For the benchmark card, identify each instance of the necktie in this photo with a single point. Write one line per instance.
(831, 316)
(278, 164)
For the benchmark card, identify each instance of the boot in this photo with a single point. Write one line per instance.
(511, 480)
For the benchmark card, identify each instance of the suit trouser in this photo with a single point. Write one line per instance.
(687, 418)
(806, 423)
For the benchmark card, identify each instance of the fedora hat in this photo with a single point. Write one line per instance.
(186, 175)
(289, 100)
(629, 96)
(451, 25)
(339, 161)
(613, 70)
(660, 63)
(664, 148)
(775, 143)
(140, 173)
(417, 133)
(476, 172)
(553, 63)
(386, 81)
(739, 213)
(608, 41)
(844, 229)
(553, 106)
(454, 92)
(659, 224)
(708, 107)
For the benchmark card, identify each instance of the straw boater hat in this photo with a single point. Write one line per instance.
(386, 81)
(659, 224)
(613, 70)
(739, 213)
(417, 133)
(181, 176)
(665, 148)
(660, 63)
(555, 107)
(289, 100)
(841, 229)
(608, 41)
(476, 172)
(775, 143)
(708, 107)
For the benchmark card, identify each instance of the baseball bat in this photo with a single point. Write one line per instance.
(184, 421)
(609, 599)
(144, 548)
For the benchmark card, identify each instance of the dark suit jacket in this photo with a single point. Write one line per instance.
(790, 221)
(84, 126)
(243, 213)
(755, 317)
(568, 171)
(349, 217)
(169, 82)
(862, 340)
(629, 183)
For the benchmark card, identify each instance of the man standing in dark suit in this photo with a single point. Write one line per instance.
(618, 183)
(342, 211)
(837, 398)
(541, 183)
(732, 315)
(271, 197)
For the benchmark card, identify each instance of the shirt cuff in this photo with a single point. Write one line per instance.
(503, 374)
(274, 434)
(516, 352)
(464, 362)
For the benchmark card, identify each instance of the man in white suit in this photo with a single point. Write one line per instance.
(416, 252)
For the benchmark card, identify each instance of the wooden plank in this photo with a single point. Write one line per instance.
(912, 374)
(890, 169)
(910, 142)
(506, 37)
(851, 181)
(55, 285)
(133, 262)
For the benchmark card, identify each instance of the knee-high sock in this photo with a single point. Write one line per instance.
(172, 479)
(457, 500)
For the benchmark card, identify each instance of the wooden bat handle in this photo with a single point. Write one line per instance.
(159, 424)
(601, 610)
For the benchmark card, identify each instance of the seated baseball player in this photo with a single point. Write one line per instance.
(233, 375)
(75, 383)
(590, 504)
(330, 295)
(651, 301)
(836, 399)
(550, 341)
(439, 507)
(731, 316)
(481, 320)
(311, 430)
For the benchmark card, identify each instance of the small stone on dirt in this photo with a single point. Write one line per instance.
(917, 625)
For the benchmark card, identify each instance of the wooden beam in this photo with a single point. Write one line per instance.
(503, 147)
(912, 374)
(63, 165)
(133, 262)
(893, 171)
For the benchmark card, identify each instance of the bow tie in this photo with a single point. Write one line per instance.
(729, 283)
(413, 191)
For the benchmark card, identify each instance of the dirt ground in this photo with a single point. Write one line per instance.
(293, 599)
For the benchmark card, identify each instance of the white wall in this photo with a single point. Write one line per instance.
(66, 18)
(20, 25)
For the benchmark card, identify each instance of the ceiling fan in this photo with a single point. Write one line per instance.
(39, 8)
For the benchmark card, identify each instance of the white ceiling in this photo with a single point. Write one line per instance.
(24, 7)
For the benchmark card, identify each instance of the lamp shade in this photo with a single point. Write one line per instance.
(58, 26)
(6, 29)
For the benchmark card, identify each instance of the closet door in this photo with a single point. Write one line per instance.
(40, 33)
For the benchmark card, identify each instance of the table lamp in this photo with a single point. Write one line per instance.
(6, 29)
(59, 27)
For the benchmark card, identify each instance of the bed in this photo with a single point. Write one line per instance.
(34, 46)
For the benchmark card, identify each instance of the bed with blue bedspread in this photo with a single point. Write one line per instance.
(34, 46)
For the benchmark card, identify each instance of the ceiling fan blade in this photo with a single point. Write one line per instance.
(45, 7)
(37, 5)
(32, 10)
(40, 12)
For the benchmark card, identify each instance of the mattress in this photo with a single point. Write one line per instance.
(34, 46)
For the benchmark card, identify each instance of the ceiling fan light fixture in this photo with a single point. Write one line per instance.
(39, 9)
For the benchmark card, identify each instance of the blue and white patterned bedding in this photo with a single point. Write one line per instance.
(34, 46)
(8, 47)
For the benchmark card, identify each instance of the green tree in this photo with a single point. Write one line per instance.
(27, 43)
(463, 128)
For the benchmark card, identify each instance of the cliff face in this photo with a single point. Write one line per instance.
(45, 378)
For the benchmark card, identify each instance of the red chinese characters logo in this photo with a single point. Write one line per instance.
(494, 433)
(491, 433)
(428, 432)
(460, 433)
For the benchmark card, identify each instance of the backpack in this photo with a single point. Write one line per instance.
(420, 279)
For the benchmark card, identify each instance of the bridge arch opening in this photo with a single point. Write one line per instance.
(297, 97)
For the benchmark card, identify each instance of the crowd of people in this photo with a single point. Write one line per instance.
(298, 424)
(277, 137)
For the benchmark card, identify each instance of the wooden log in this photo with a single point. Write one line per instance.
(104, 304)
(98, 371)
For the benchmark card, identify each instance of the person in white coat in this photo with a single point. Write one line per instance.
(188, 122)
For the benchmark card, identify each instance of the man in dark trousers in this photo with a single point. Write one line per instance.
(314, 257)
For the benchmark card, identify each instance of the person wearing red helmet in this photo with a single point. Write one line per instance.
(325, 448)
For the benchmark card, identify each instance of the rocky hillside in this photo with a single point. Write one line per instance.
---
Write out exactly the final stretch of the records: the line containing "For the benchmark card, identify each instance of the person in" and every line after it, through the last, and nothing else.

*WRITTEN RESPONSE*.
For the benchmark card, identify each instance of the person in white coat in this photo with a single point. Write one line per instance.
(188, 122)
For the benchmark card, identify each instance of the man in dark trousers in this photo with a single point. Write one line per instance.
(314, 257)
For the benchmark card, identify each instance of the person wearing red helmet in this photo with a single point. Write one line per instance.
(325, 448)
For the benchmark card, identify each instance of the rocky hillside in this photo with a single point. Write one line per instance.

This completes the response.